For Joginder Nath, commitments are key.
Nath, a West Virginia University professor emeritus and long-time chair of the genetics and developmental biology program who retired in 2009, recently established the Nath Graduate Student Travel Award, which assists graduate students in the WVU Davis College of Agriculture, Natural Resources and Design by providing travel fund assistance to attend conferences, present papers, conduct research or travel to enhance their education. The college will make the award for the first time this spring.
“It’s really a personal thing,” Nath said. “When I was chair of the program, I used to go to national and international meetings every year and sometimes as many as five or 10 students would want to go but didn’t have the money for travel.”
Nath would solicit funds from the president’s office, his dean, former students and friends. When the money fell short, he used his own resources.
“Nothing stopped us, honestly, but that was a hard thing, having very little funding for travel,” Nath said. “So when I was thinking about what to support, it wasn’t a tough decision for me.”
Nath attended Panjab University in India, where he earned his bachelor’s and master’s. He left India in his twenties to earn a doctorate in genetics at the University of Wisconsin, Madison. In the late ‘60s, he and two other professors were hired to start a genetics and developmental biology program at WVU.
“I was committed to this program because we were hired to create this program,” Nath said. “I have been committed to this program from its inception and the program became part of my life, really.”
WVU Davis College Dean Dan Robison has launched an effort to further develop the program Nath began and shepherded for many years, working collaboratively to do that with several other WVU colleges.
“There are so many parts to the legacy that Jo Nath continues to build at WVU, from the genetics and developmental biology program, to an endowed lecture in the Honors College, to support for the new Art Museum, to this new fantastic graduate student travel effort,” Robison said. “Jo and his wife, Charlotte, have and are making such a great positive difference at WVU – it’s astounding and an inspiration to us all.”
Nath has won many awards for his research and teaching, including the Hollaender Award from the Environmental Mutagen Society in 1997 for research in genetics and genetic toxicology. Nath has also been presented with the Outstanding Researcher Award and an Outstanding Teacher Award from WVU’s Davis College of Agriculture, Natural Resources and Design, and the Environmental Mutagen Society Education Award in 2000. In 2002, his alma mater, Panjab University, presented him with the P.N. Mehra Memorial Award for an outstanding career in human genetics, toxicology and tumor cytogenetics.
The genetics and developmental biology program that Nath directed had numerous dedicated faculty members from participating departments all across WVU and from external institutions, and this made the program highly successful and dynamic. But for Nath, it was the students – who he has provided lifelong dedication to – that made the program a personal success.

-------

**Work request 1**
Write out the part of the Joginder Nath article that opens with the words containing "Nath would solicit" and closes with "program at WVU.". Keep the wording unchanged.
**Work request 2**
Extend the article on Joginder Nath's graduate travel award by writing what comes after its last sentence.
Nothing here requires the records.

-------

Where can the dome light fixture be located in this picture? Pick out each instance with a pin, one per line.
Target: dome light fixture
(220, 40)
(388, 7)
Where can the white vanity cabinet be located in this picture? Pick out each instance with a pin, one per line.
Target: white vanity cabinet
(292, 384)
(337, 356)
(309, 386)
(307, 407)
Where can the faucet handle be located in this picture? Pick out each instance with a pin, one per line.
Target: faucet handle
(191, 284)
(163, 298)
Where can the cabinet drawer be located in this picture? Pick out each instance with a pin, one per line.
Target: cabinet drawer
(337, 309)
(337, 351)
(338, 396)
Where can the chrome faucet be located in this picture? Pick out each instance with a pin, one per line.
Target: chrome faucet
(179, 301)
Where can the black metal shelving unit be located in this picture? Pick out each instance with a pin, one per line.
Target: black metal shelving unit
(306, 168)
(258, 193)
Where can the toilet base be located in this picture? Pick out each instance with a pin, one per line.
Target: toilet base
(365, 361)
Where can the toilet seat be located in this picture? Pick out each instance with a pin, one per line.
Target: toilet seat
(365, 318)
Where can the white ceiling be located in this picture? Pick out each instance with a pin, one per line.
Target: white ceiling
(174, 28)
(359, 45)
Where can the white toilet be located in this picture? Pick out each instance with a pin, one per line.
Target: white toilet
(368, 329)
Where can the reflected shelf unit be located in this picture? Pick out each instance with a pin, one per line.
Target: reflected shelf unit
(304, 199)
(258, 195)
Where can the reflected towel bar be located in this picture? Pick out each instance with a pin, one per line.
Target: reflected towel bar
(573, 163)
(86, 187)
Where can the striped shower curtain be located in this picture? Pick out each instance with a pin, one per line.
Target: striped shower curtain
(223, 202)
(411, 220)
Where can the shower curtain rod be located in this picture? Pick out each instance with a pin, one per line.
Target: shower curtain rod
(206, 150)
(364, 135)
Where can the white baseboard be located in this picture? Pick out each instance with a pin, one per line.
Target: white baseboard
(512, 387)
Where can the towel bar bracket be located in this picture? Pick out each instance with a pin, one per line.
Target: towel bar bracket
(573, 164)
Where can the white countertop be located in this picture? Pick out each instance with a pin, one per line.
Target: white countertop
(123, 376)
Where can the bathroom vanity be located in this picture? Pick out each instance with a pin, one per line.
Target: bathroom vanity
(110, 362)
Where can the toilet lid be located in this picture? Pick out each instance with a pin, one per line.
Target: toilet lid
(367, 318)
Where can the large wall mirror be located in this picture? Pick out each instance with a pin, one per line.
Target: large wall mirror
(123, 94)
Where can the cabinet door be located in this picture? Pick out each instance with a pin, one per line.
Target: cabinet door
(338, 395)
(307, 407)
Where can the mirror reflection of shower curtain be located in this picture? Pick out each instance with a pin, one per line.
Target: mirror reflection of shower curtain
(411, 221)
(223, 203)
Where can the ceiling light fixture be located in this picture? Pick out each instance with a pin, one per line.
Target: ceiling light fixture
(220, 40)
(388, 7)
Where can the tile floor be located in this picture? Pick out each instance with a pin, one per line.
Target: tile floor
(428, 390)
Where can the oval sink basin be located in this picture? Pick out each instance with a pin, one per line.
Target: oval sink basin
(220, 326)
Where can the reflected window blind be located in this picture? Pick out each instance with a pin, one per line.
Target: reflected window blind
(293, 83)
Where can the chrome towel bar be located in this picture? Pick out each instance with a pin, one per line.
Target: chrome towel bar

-------

**Task response 1**
Nath would solicit funds from the president’s office, his dean, former students and friends. When the money fell short, he used his own resources.
“Nothing stopped us, honestly, but that was a hard thing, having very little funding for travel,” Nath said. “So when I was thinking about what to support, it wasn’t a tough decision for me.”
Nath attended Panjab University in India, where he earned his bachelor’s and master’s. He left India in his twenties to earn a doctorate in genetics at the University of Wisconsin, Madison. In the late ‘60s, he and two other professors were hired to start a genetics and developmental biology program at WVU.

**Task response 2**
Ask Nath where almost any one of the more than 135 students who passed through the program is today and he is likely to be able to tell you, and also let you know the last time they spoke. His students are scattered across the U.S. and world, working in pharmacology, genetics research, and some retired from exceptional careers.
Chuck Watson was Nath’s second graduate student in the genetics program in the 1970s.
“I don’t remember him actually answering any questions I had,” Watson said.
“He would come back with another question. He made me think things through that you would go to a professor to answer for you. He saw something in me that others didn’t. He encouraged me to get a doctorate, and I didn’t even think I could,” said Watson, who spent 21 years in the Army and 15 in pharmaceuticals before retiring in North Carolina. He and Nath talk regularly and have visited several times.
“And he still hasn’t answered any of my questions,” Watson said.
“Dr. Nath is the finest kind of academic – he cares equally deeply about the students, the science, and the institution that makes the two come together. He is an enabler and critical thinker,” Robison said.
“And although retired for a few years now, he continues to come to work all the time, to engage his colleagues in critical discussions, to push for excellence in all that we do, and to be a friend,” Robison added.
Nath’s generosity is spread throughout the university and Morgantown communities. In 2008, Nath made a significant contribution to the Art Museum of WVU creating a sculpture garden and courtyard area that will be named in his honor. The Joginder Nath Sculpture Garden and Courtyard will feature an outdoor exhibit area. And in 2013, Nath provided funding for the construction of the WVU art museum.
Nath also serves as member of the WVU Davis College’s and the WVU Eye Institute’s Comprehensive Campaign Committees, assisting with helping to raise funds for the A State of Minds Comprehensive Campaign and as a volunteer with the Friends of the Art Museum of WVU. He has also donated to local arts projects and hospitals in the region.
Giving back is just another part of Nath’s commitment.
“That’s just a normal thing in life. One shouldn’t be just taking things,” Nath said. “At the right stage in your life, you should give back, because otherwise, if most people decided not to do it, how can these important things get done.”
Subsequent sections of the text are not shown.